▶ [TASK INSTRUCTIONS]
Report each line in the items below that contains the string "white", copying every such line in full. Treat the match as case-sensitive.

▶ [DATASET RECORDS]
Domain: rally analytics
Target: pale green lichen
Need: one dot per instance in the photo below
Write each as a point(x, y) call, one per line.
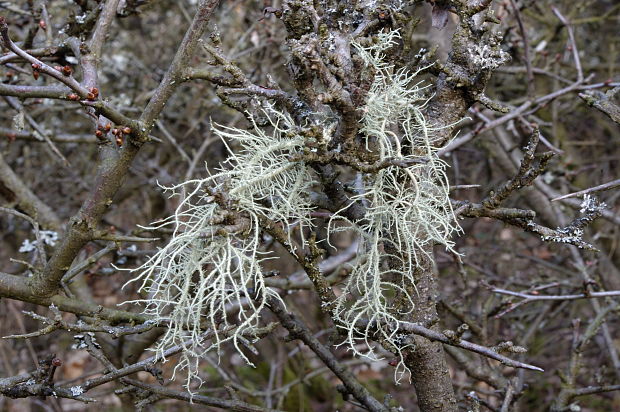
point(213, 260)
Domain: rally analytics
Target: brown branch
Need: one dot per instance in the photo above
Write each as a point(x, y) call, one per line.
point(26, 199)
point(112, 172)
point(232, 404)
point(300, 331)
point(473, 347)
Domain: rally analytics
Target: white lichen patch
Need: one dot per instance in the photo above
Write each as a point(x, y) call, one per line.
point(213, 260)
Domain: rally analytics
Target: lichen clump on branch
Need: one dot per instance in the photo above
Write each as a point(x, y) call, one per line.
point(213, 261)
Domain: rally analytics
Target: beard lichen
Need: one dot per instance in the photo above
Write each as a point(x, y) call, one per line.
point(408, 209)
point(213, 260)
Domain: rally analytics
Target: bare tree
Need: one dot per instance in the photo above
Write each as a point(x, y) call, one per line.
point(343, 205)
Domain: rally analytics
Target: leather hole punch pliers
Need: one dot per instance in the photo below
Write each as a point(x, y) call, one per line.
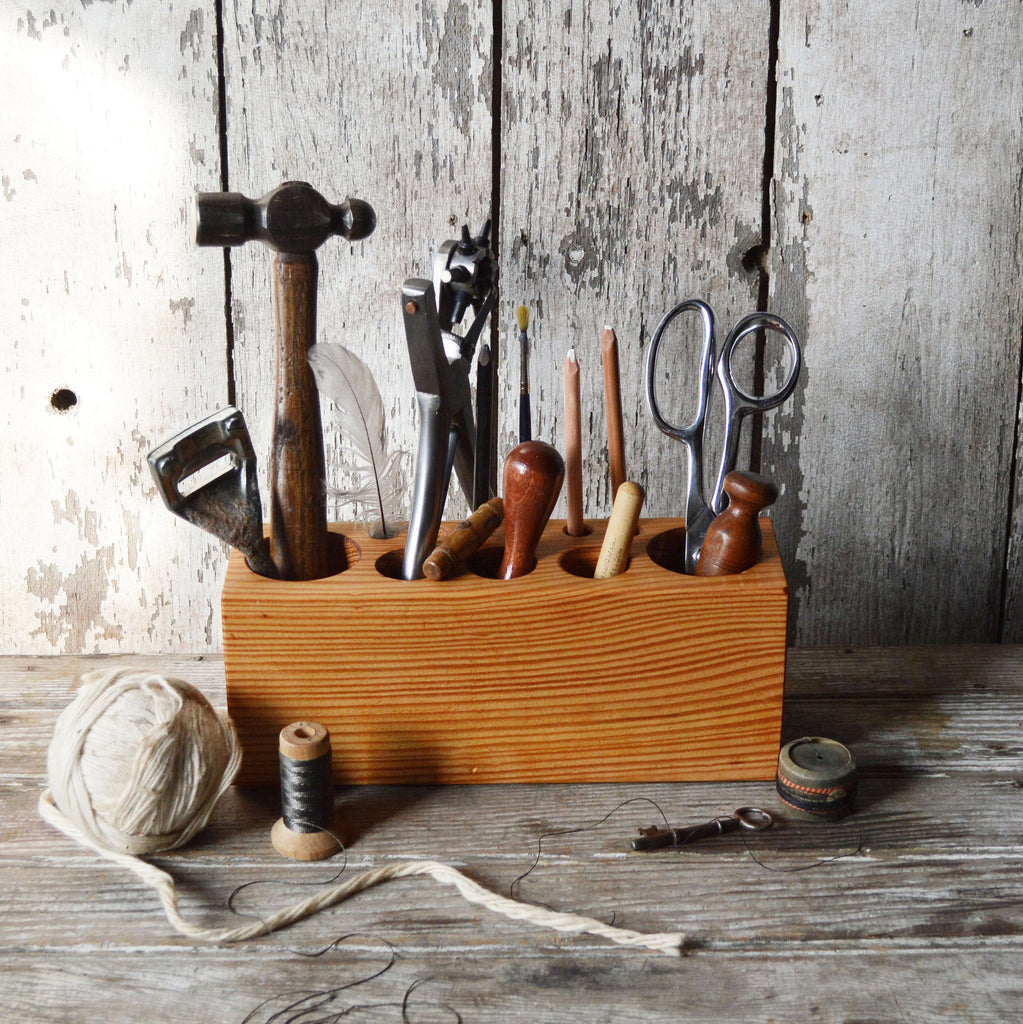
point(464, 279)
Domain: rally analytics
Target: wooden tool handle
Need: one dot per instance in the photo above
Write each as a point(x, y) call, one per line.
point(533, 477)
point(621, 530)
point(298, 502)
point(733, 539)
point(465, 540)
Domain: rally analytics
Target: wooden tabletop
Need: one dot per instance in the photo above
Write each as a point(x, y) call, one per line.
point(909, 910)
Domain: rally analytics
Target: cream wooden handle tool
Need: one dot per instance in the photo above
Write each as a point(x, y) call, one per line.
point(733, 540)
point(465, 540)
point(533, 478)
point(621, 530)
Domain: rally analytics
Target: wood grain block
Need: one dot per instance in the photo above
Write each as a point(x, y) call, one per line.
point(552, 677)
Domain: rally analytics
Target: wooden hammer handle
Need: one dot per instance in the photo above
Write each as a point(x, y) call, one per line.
point(298, 501)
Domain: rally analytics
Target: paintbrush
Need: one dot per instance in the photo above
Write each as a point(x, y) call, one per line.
point(524, 424)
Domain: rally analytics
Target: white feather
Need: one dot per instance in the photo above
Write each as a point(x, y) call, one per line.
point(345, 379)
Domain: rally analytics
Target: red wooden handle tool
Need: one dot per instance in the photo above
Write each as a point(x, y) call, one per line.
point(533, 478)
point(733, 539)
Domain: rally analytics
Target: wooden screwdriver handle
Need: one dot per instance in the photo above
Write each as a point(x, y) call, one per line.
point(533, 477)
point(464, 541)
point(733, 539)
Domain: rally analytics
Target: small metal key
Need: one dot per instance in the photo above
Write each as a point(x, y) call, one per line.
point(746, 817)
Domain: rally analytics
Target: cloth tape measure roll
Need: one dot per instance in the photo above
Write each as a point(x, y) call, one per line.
point(816, 778)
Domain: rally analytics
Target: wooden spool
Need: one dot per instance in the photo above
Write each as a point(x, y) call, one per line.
point(304, 741)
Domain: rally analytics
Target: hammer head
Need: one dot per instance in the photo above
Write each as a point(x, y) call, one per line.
point(292, 218)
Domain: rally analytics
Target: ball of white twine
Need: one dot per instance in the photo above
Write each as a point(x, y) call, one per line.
point(137, 761)
point(135, 766)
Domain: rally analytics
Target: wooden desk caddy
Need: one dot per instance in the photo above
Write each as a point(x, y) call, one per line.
point(650, 676)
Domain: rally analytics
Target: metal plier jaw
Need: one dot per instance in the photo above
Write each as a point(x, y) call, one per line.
point(464, 278)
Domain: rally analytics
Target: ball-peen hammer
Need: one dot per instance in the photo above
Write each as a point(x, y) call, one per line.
point(293, 220)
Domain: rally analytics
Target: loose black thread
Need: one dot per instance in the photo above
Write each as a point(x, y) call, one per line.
point(322, 1006)
point(680, 846)
point(307, 794)
point(554, 833)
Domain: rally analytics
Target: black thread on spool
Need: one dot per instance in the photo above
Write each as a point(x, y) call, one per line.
point(817, 777)
point(826, 804)
point(307, 794)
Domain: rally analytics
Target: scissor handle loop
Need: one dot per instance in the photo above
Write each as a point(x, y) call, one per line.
point(691, 432)
point(747, 326)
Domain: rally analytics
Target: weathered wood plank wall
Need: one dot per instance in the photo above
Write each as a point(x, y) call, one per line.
point(856, 170)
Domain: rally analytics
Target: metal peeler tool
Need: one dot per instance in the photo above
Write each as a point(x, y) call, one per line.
point(227, 506)
point(746, 817)
point(464, 278)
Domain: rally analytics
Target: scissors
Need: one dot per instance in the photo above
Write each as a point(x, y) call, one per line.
point(738, 403)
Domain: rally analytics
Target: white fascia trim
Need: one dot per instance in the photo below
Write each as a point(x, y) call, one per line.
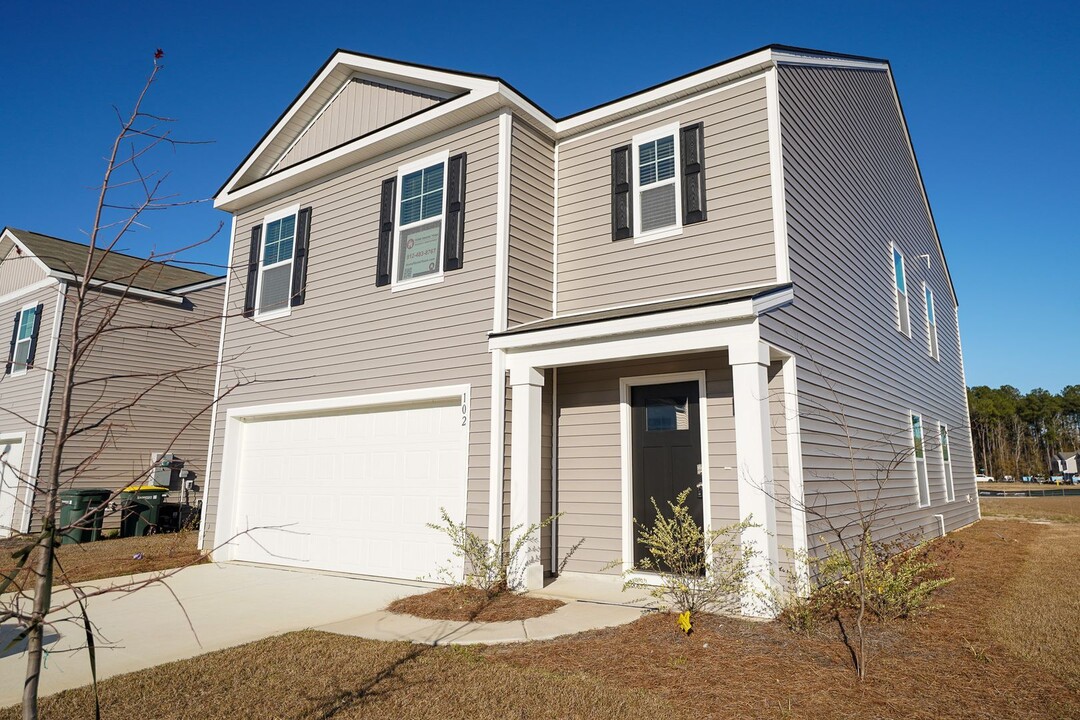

▶ [REPLY]
Target: white lichen patch
Target: white feather
Target: ball of white twine
Target: white fascia trim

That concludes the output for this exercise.